» ACCIONES A REALIZAR:
1 – Devuelve del texto sobre Lorenzo Armengual el fragmento que empieza con "Felipe V le" y sigue hasta "así lo exigía.", sin cambiar nada.
2 – Por favor, responde estas preguntas con datos del texto sobre Lorenzo Armengual:
(a) ¿Qué título le concedió Felipe V en 1716?
(b) ¿Qué papa aceptó su propuesta para obispo de Cádiz?
(c) ¿Cómo se llamaba el navío botado en 1729 y cuántos cañones tenía?
3 – Prosigue el texto sobre Lorenzo Armengual y el Cádiz de su época a partir del punto en que termina.

» EXTRACTO:
=-=-=-=-=
Cuando Felipe V hubo de elegir cuatro secretarios para el
Despacho Universal, uno de ellos fue Armengual, a quien a la vez
le encomendó la presidencia del Consejo de Hacienda. O sea que
hasta 1717 ocupa la Real Hacienda y los cargos de consejero y
camarista del Supremo de Castilla.
Aún le fue otorgado un nuevo título a Don Lorenzo Armengual.
Felipe V le concedió en 1716 el de marqués de Campo Alegre, en
atención a los eminentes servicios prestados a la Corona.
Quizá pueda pensarse que era apetencia de cargos lo que le
dominaba. Nada más lejos de la realidad. El motivo radicaba en
que, por sus excepcionales dotes, era en aquellos delicados
momentos la persona más idónea para desempeñarlos. La situación
difícil de la economía y de la política de la España de aquellos
tiempos así lo exigía.
En premio de los eminentes servicios prestados, el rey propuso a
Armengual para obispo de Cádiz, propuesta que aceptó el Papa
Clemente XI en mayo de 1715. Sin embargo, debido a los altos
cargos que ocupaba y que, dada la situación, no podía dejar por
el momento, no tomó posesión del obispado hasta el 22 de febrero
de 1717. Fue el trigésimo cuarto obispo de la diócesis gaditana.
Ya por aquel año de 1717 residían en Cádiz los Tribunales de la
Casa de Contratación y el Consulado de Sevilla. Cádiz era por
entonces el único puerto para el comercio de Indias. La
traslación del comercio de Indias a Cádiz produjo a esta ciudad
grandes ventajas, que también resultaron en provecho del
comercio en general, comercio que se debió a la iniciativa de
don Andrés de Pes -que había sido gobernador del Consejo de
Indias- y a su dedicación en la Secretaría de Despacho de Marina
e Indias.
El decreto de Felipe V de 12 de mayo de 1717 fue una atinada
resolución al establecer dicho comercio en Cádiz, pues con él se
ponía fin a las indecisiones que existían desde el siglo XVII
sobre los puertos adonde habían de entrar o de donde debían de
salir los galeones de aquella carrera. Ya en 1655 se había
dispuesto que las flotas viniesen a Sanlúcar de Barrameda, por
haber en esta población menos riesgos que en el de Cádiz de
posibles enemigos. Así es que unas veces las flotas arribaban a
Cádiz y otras a Sanlúcar, hasta que en 6580 Cádiz quedó con el
comercio de Indias, con cierta dependencia de la Casa de
Contratación de Sevilla.
Por esta época empezó a funcionar el Arsenal de la bahía de
Cádiz, que en el año 1716 se había establecido para barcos de
pequeño tonelaje cerca del puente Zuazo y que en 1724 se
trasladó a La Carraca por iniciativa de Patiño, ya que éste era
el lugar más apropiado para la construcción de navíos de mayor
calado.
En 1729, en compañía de Patino, visitaron los reyes la Isla de
León y el Arsenal para asistir a la botadura del navío Hércules,
de 70 cañones, primer buque construido en dicho arsenal militar.
=-=-=-=-=
» SEGMENTO DE DATOS:
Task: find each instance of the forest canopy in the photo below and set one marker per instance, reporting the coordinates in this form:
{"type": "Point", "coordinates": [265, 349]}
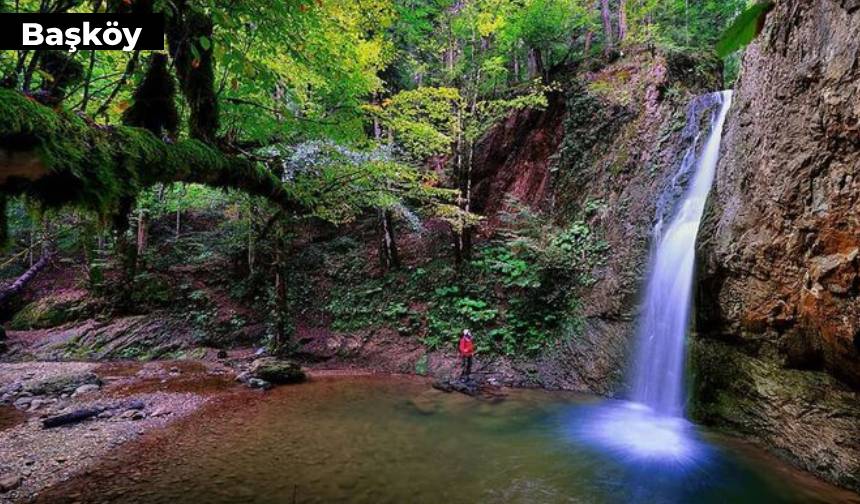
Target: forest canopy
{"type": "Point", "coordinates": [322, 110]}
=-=-=-=-=
» EN RESPUESTA:
1 –
Felipe V le concedió en 1716 el de marqués de Campo Alegre, en
atención a los eminentes servicios prestados a la Corona.
Quizá pueda pensarse que era apetencia de cargos lo que le
dominaba. Nada más lejos de la realidad. El motivo radicaba en
que, por sus excepcionales dotes, era en aquellos delicados
momentos la persona más idónea para desempeñarlos. La situación
difícil de la economía y de la política de la España de aquellos
tiempos así lo exigía.

2 –
(a) El de marqués de Campo Alegre.
(b) Clemente XI.
(c) Hércules, de 70 cañones.

3 –
Debido al desarrollo comercial de Cádiz, se proyectó la
construcción de una catedral.
La idea se debió al canónigo don Juan de Zuloaga. El obispo
Armengual la acogió con mucho agrado. El día 3 de mayo de 1722,
día de la Invención de la Santa Cruz, colocó la primera piedra.
Varios arquitectos intervinieron en las obras, que por diversas
razones estuvieron paralizadas desde 1796 hasta 1835, en que
fueron impulsadas por otro obispo destacado de la diócesis
gaditana, el benedictino fray Domingo de Silos Moreno, quien la
consagraría solemnemente el 28 de noviembre de 1838, cuyo
monumento se conserva en la plaza de Pío XII, donde está
enclavado el templo catedralicio gaditano.
Para la obra de la catedral donó importantes cantidades el
Tribunal del Consulado. Anteriormente, en tiempos de Alfonso X
el Sabio, fue catedral gaditana la iglesia de Santa Cruz.
Destruida por los ingleses en 1596, fue erigida de nuevo,
terminándose las obras en 1602. Durante algún tiempo hizo las
veces de catedral la iglesia de San Juan de Dios.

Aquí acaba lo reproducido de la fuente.